▸ **Objectif visé**
Reprenez l'ensemble du matériel ci-dessous en remplaçant « Objective: » par « Task: », sans rien modifier d'autre.

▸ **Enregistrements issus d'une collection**

******************************

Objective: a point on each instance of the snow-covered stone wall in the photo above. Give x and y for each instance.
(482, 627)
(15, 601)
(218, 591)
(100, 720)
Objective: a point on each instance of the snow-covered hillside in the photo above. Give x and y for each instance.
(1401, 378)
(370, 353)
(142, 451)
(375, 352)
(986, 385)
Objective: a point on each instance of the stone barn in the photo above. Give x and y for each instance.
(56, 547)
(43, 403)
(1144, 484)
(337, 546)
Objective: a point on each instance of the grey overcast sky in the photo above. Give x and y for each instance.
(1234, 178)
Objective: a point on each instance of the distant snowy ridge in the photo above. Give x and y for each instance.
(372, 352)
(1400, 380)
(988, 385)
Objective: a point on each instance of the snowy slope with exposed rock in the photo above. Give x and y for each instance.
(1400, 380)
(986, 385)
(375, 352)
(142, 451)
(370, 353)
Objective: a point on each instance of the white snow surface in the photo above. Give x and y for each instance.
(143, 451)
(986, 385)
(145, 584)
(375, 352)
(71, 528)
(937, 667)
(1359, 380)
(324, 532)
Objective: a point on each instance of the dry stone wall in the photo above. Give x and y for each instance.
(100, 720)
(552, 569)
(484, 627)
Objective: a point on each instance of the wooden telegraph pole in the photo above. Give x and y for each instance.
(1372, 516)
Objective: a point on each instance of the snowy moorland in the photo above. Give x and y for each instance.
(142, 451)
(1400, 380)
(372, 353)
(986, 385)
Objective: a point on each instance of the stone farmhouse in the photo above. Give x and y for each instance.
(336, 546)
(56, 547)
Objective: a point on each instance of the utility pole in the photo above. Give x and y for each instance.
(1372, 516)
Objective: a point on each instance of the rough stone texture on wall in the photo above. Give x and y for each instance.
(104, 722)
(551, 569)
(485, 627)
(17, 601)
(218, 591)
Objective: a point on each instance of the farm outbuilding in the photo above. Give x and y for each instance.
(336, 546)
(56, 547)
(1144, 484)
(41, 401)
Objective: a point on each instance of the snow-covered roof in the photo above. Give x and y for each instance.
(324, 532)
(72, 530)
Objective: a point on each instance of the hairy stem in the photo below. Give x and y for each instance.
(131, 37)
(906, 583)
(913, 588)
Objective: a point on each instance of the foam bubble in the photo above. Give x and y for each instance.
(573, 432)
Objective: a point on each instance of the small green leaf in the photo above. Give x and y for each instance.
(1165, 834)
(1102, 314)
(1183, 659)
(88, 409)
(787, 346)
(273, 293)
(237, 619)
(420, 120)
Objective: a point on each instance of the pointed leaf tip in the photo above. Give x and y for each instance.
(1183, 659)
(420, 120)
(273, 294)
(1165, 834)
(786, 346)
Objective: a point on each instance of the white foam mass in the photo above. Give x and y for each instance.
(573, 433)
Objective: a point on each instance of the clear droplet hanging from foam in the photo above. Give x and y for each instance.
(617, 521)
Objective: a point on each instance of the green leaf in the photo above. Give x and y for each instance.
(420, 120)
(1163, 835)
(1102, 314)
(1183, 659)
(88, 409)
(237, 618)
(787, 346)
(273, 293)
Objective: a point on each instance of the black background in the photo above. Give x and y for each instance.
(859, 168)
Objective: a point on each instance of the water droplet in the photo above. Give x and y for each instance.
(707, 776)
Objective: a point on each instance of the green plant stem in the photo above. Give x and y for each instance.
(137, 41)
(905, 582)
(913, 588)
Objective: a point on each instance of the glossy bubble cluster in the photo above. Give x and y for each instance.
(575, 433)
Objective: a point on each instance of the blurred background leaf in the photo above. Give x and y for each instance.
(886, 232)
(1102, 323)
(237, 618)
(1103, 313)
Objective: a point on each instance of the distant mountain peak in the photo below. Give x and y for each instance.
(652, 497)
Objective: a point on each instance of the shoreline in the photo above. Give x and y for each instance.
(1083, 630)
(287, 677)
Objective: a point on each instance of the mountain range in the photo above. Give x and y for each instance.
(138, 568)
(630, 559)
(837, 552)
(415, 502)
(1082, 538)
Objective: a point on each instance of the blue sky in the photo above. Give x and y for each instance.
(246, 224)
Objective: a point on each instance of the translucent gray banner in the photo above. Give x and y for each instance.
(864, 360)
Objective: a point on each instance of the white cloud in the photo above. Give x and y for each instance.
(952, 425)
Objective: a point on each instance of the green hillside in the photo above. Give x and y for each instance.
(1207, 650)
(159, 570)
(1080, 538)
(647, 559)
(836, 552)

******************************

▸ **Résultat correct**
Task: a point on each instance of the snow-covered stone wall in the photo above. Give x and y for each instance.
(482, 627)
(15, 601)
(218, 591)
(100, 720)
Task: a point on each instance of the snow-covered hillside in the photo above. Give x and y for each instance.
(1401, 378)
(370, 353)
(142, 451)
(375, 352)
(986, 385)
Task: a point on each instance of the stone barn in the photo above. Give x and y for each instance.
(56, 547)
(43, 403)
(1144, 484)
(337, 546)
Task: a point on each instance of the grey overcast sky in the photo above. Give x and y for each instance.
(1234, 178)
Task: a point on each instance of the distant snowy ridge in the photo above. Give x and y for each instance.
(372, 352)
(1400, 380)
(988, 385)
Task: a point on each instance of the snowy slope with exposed rock in the photo above. Give x and y for each instance.
(1400, 380)
(986, 385)
(375, 352)
(142, 451)
(370, 353)
Task: a point on each instance of the white snow surface in the photo above. Give x and y for each instance.
(143, 451)
(986, 385)
(145, 584)
(375, 352)
(71, 528)
(937, 667)
(1359, 380)
(324, 532)
Task: a point on each instance of the dry stone wall in the photo above. Give x and y for each instance.
(100, 720)
(552, 569)
(484, 627)
Task: a point on each instance of the wooden telegraph pole in the photo above. Give x and y for each instance.
(1372, 516)
Task: a point on each instance of the snowy moorland in the photo above. Give x and y for each instance.
(142, 451)
(1400, 380)
(372, 353)
(986, 385)
Task: a point on each instance of the stone farmhouse in the photo above. Give x and y for each instance.
(336, 546)
(56, 547)
Task: a point on each instance of the utility pole in the photo above. Give x and y for each instance.
(1372, 516)
Task: a point on each instance of the rough stone texture on wall in the photo above. Give x and y for each instance.
(104, 722)
(551, 569)
(485, 627)
(17, 601)
(218, 591)
Task: a point on each instance of the farm outbuilding in the photo above. Give x and y for each instance.
(336, 546)
(56, 547)
(1144, 484)
(41, 401)
Task: a point on each instance of the snow-covered roof in the photo above. Give x and y for each instance.
(324, 532)
(72, 530)
Task: a point on each instance of the hairy stem in the photo below. Give x and y for each instance.
(131, 37)
(906, 583)
(913, 588)
Task: a point on each instance of the foam bubble in the photo above. Give x and y for each instance.
(573, 432)
Task: a point on each instance of the small green leaf in the photo above. Give x and y for each instance.
(1165, 834)
(1102, 314)
(1183, 659)
(88, 409)
(787, 346)
(273, 293)
(237, 619)
(420, 120)
Task: a point on each instance of the pointed leaf tip in the photo above. Give x and y for each instance.
(1183, 659)
(420, 120)
(273, 294)
(1165, 834)
(786, 346)
Task: a point on each instance of the white foam mass in the photo above. Give x and y for each instance.
(573, 433)
Task: a point on each instance of the clear droplet hanging from foam in the photo above. Give x and y for each instance.
(617, 521)
Task: a point on each instance of the green leaf in the photo above. Give x and y for each instance.
(420, 120)
(1163, 835)
(1102, 314)
(1183, 659)
(88, 409)
(237, 618)
(787, 346)
(273, 293)
Task: a point on each instance of the black background in the photo above. Give x and y for each instance.
(859, 168)
Task: a point on each instance of the water droplet in the photo above. Give x and y for each instance.
(707, 776)
Task: a point on each instance of the green plant stem in the photo above. Give x and y for each instance.
(137, 41)
(905, 582)
(913, 588)
Task: a point on each instance of the glossy bubble cluster in the photo above. Give x and y for each instance.
(575, 433)
Task: a point on each instance of the blurred background leaf in the photo above. Give x and y for each instance.
(886, 232)
(1102, 323)
(237, 618)
(1103, 313)
Task: a point on each instance of the distant mountain peak in the photo below. Give x and y for each instance.
(652, 497)
Task: a point on each instance of the shoreline in the photo above. Give x and y for each instance.
(1083, 630)
(287, 677)
Task: a point on each instance of the mountain range in the photo above. Give x and y for each instance.
(138, 568)
(630, 559)
(837, 552)
(415, 502)
(1082, 538)
Task: a point on each instance of the blue sky in the photo above. Give x and y for each instance.
(246, 224)
Task: a point on each instance of the translucent gray banner in the photo above. Give x and y for each instance.
(864, 360)
Task: a point on each instance of the white cloud in the photo above. Give x and y for each instance.
(952, 425)
Task: a point on each instance of the green hillside in the photo above. Give x and y for each instance.
(1207, 650)
(159, 570)
(1080, 538)
(647, 559)
(836, 552)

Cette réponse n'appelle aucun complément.